▶ **What is required**
Reproduce exactly the lines from the one containing "Point to the dirt path." through the last line of the data, both ends included.
:: Data for this exercise ::
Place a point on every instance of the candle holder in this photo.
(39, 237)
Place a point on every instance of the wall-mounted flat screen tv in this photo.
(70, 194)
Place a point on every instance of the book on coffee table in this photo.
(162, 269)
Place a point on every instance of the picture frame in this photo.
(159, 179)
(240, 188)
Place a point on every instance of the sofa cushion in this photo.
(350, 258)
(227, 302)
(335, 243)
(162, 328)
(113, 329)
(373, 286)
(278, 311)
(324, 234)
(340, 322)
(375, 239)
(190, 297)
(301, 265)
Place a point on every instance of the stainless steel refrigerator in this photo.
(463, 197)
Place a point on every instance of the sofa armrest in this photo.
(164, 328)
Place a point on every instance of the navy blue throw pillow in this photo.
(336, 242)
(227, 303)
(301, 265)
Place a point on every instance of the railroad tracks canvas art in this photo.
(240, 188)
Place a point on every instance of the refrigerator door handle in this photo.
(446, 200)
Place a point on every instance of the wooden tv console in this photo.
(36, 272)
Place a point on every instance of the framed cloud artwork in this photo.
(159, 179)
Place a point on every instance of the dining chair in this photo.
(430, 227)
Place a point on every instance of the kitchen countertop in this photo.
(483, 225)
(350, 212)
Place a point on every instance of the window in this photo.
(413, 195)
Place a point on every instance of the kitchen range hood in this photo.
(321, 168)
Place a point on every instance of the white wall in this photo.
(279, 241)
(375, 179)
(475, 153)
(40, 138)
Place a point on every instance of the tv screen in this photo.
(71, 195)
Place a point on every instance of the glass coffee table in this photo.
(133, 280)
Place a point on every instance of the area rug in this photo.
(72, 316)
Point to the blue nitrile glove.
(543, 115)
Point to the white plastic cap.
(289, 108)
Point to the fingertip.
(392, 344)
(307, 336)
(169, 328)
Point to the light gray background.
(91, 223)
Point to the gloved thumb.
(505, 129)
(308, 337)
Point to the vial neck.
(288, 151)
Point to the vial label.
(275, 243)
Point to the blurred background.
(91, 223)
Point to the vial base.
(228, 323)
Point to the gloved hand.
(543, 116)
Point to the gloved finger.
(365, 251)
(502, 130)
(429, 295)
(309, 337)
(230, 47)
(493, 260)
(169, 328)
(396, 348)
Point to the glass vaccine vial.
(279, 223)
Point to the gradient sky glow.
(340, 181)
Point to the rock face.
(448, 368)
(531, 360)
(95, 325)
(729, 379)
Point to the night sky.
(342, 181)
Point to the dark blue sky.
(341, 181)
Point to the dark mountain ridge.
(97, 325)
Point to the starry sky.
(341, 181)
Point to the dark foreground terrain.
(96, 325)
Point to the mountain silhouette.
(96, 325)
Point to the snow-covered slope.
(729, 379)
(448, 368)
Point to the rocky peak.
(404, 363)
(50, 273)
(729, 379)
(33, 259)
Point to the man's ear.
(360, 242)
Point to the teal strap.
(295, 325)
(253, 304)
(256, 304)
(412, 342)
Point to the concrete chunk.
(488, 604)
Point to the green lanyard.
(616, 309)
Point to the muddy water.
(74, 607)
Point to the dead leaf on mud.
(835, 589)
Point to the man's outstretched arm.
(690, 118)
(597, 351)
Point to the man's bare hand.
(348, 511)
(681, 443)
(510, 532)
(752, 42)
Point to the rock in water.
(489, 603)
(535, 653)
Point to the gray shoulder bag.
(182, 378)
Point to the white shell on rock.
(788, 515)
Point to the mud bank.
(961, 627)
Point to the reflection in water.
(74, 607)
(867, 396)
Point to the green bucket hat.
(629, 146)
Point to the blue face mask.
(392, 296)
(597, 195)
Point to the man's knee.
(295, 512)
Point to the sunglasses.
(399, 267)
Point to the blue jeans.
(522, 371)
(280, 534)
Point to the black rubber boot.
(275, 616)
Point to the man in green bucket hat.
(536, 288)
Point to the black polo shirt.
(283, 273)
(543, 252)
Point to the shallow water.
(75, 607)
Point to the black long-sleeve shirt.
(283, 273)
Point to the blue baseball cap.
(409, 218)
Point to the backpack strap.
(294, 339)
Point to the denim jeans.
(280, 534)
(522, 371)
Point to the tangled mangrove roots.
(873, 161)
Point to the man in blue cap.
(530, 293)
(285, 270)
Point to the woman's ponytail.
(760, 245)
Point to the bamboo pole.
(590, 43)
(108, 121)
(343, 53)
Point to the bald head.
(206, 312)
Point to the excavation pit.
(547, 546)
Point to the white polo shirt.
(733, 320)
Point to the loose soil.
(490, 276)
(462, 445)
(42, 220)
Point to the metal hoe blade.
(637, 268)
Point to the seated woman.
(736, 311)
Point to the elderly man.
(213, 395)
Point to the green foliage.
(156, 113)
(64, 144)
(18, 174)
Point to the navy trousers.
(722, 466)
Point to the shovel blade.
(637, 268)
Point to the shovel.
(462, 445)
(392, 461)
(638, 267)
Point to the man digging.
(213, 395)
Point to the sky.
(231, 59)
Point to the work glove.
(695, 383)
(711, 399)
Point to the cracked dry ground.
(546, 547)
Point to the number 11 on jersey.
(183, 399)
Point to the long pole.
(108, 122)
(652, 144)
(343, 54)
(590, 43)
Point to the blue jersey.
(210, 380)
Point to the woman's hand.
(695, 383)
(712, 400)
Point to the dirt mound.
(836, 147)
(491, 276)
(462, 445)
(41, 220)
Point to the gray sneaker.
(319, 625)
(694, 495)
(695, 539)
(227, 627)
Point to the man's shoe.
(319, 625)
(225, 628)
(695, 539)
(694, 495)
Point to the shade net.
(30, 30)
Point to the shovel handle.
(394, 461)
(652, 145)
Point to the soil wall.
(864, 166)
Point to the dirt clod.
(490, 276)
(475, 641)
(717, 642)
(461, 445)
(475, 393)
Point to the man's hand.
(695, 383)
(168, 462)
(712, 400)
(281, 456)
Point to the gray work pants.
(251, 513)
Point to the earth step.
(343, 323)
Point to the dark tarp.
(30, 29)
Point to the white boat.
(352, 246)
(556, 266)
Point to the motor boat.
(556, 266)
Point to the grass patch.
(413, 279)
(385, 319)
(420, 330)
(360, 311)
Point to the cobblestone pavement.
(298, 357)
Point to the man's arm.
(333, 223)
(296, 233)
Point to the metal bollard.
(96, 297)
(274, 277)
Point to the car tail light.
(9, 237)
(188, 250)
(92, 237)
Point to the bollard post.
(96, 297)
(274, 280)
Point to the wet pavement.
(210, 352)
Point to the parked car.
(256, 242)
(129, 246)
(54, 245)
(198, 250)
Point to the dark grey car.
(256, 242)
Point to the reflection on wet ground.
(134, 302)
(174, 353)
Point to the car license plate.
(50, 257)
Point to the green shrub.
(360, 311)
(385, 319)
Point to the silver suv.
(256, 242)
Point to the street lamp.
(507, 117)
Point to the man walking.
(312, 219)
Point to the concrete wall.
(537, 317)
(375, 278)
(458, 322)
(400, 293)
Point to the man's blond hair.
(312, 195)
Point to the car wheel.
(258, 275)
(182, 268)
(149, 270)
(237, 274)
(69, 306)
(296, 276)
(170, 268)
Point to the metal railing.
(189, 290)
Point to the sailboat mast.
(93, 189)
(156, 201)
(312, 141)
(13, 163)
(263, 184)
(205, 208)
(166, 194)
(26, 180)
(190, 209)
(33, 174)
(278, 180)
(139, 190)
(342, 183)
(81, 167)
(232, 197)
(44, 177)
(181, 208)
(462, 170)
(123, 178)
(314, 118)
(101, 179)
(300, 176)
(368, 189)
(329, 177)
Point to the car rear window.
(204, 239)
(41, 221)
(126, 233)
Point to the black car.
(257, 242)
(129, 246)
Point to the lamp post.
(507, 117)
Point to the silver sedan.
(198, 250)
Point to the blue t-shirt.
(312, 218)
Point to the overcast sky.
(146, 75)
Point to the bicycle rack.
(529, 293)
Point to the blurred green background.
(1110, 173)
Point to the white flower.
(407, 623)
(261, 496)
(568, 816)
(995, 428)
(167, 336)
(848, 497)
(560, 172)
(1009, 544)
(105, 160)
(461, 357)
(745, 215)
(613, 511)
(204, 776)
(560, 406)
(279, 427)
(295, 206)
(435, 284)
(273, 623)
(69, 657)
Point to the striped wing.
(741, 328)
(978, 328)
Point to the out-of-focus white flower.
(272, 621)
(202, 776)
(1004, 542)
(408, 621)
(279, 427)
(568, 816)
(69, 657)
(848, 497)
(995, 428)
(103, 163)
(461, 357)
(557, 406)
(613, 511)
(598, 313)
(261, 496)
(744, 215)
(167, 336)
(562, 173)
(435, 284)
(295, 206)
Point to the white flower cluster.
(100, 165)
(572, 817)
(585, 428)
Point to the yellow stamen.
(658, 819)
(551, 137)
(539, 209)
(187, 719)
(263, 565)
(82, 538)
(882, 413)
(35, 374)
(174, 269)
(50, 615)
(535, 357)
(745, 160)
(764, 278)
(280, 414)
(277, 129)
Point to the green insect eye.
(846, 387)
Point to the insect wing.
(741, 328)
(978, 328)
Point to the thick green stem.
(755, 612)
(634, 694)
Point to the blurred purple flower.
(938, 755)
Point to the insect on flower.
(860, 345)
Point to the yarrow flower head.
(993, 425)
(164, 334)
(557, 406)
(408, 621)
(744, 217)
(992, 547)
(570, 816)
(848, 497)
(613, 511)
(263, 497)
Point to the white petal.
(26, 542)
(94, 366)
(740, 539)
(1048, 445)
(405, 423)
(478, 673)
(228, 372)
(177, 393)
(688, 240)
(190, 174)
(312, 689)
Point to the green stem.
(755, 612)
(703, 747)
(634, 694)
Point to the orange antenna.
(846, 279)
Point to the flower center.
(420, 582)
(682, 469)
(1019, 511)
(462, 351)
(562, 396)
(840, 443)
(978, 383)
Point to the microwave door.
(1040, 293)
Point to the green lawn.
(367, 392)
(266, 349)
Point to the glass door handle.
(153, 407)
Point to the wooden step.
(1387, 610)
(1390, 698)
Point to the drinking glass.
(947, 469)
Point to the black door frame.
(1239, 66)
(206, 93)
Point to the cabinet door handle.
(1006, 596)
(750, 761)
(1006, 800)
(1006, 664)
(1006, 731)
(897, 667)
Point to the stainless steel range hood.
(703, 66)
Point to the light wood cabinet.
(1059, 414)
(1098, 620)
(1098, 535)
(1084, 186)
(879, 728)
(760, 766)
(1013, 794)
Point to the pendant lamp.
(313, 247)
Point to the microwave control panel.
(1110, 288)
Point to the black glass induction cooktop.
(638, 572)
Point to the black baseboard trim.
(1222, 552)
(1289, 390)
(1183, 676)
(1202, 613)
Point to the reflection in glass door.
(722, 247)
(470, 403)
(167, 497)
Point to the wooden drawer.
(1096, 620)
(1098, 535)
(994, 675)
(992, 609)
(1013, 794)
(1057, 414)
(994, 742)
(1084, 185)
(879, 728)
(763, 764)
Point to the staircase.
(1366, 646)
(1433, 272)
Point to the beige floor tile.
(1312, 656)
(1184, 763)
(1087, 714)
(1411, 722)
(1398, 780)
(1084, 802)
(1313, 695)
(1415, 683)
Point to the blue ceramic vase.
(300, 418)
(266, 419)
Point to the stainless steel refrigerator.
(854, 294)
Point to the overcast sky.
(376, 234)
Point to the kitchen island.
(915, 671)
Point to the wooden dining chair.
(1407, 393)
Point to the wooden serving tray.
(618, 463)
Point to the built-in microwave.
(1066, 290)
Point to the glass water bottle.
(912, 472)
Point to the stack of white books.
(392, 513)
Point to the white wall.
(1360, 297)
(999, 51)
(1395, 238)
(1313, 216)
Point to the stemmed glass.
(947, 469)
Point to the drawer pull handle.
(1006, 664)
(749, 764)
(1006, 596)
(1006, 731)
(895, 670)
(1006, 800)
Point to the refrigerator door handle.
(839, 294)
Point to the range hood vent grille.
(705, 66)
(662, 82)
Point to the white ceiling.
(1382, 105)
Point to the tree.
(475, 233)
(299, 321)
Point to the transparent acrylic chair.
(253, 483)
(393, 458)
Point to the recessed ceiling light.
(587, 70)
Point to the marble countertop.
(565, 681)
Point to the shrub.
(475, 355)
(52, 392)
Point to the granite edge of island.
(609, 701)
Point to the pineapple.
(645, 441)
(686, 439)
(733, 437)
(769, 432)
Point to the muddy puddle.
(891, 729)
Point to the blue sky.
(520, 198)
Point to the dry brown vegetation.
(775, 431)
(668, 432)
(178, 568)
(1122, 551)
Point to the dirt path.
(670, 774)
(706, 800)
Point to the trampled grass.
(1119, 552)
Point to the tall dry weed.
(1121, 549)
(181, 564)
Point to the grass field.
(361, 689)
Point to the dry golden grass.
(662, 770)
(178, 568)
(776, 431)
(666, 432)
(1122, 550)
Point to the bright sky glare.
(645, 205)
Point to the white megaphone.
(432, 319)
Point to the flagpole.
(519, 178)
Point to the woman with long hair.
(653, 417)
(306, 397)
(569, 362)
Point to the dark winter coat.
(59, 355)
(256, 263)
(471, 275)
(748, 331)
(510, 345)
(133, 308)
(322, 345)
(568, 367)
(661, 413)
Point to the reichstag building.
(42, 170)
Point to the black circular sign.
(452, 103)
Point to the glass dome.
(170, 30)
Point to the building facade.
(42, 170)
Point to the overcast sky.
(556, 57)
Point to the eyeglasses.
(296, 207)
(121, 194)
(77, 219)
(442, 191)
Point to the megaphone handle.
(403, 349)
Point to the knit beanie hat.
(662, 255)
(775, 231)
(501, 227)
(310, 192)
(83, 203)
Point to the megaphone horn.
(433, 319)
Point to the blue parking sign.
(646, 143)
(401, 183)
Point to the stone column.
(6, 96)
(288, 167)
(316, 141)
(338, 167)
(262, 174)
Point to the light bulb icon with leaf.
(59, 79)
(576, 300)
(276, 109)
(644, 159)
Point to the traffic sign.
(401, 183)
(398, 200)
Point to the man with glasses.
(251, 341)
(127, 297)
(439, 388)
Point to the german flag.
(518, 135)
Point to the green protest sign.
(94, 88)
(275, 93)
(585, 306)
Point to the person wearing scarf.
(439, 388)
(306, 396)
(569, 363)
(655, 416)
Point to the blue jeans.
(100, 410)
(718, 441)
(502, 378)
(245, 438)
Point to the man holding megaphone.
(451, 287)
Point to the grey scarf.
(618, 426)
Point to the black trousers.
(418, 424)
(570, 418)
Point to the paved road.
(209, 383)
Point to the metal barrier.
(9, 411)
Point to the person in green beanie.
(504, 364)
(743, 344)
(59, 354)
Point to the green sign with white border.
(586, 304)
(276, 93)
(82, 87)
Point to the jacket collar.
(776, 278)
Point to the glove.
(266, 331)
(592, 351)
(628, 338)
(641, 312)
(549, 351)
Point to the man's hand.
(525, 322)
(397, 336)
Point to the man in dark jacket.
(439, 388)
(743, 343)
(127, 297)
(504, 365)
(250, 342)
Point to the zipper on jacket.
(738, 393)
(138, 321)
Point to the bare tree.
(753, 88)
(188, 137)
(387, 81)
:::
▶ **Task result**
Point to the dirt path.
(670, 774)
(706, 800)
Point to the trampled grass.
(1119, 552)
Point to the tall dry weed.
(1121, 549)
(181, 564)
Point to the grass field.
(361, 689)
Point to the dry golden grass.
(662, 770)
(178, 568)
(776, 431)
(666, 432)
(1122, 550)
Point to the bright sky glare.
(645, 205)
Point to the white megaphone.
(432, 319)
Point to the flagpole.
(519, 178)
Point to the woman with long hair.
(653, 417)
(306, 397)
(569, 362)
Point to the dark winter coat.
(59, 355)
(256, 263)
(471, 275)
(748, 331)
(510, 345)
(133, 308)
(322, 345)
(568, 367)
(661, 413)
Point to the reichstag building.
(42, 170)
Point to the black circular sign.
(452, 103)
Point to the glass dome.
(170, 30)
Point to the building facade.
(42, 170)
Point to the overcast sky.
(556, 57)
Point to the eyeglasses.
(296, 207)
(121, 194)
(77, 219)
(442, 191)
Point to the megaphone handle.
(403, 349)
Point to the knit beanie hat.
(662, 255)
(775, 231)
(501, 227)
(310, 192)
(83, 203)
Point to the megaphone horn.
(433, 319)
Point to the blue parking sign.
(646, 143)
(401, 183)
Point to the stone column.
(6, 96)
(288, 167)
(316, 141)
(338, 167)
(262, 174)
Point to the light bulb icon with leaf.
(59, 79)
(576, 300)
(276, 109)
(644, 159)
Point to the traffic sign.
(401, 183)
(398, 200)
Point to the man with glasses.
(251, 341)
(127, 297)
(439, 388)
Point to the german flag.
(518, 135)
Point to the green protest sign.
(94, 88)
(275, 93)
(585, 306)
Point to the person wearing scarf.
(439, 388)
(306, 396)
(569, 363)
(655, 416)
Point to the blue jeans.
(100, 410)
(718, 441)
(502, 378)
(245, 438)
Point to the man holding megaphone.
(451, 287)
Point to the grey scarf.
(618, 426)
Point to the black trousers.
(418, 424)
(570, 418)
Point to the paved road.
(209, 383)
Point to the metal barrier.
(9, 411)
Point to the person in green beanie.
(504, 364)
(743, 344)
(59, 354)
Point to the green sign with white border.
(586, 304)
(276, 93)
(82, 87)
Point to the jacket collar.
(776, 278)
Point to the glove.
(266, 331)
(592, 351)
(628, 338)
(641, 312)
(549, 351)
Point to the man's hand.
(525, 322)
(397, 336)
Point to the man in dark jacket.
(439, 388)
(743, 343)
(127, 297)
(504, 365)
(250, 342)
Point to the zipper on jacket.
(738, 393)
(138, 321)
Point to the bare tree.
(753, 88)
(188, 137)
(387, 81)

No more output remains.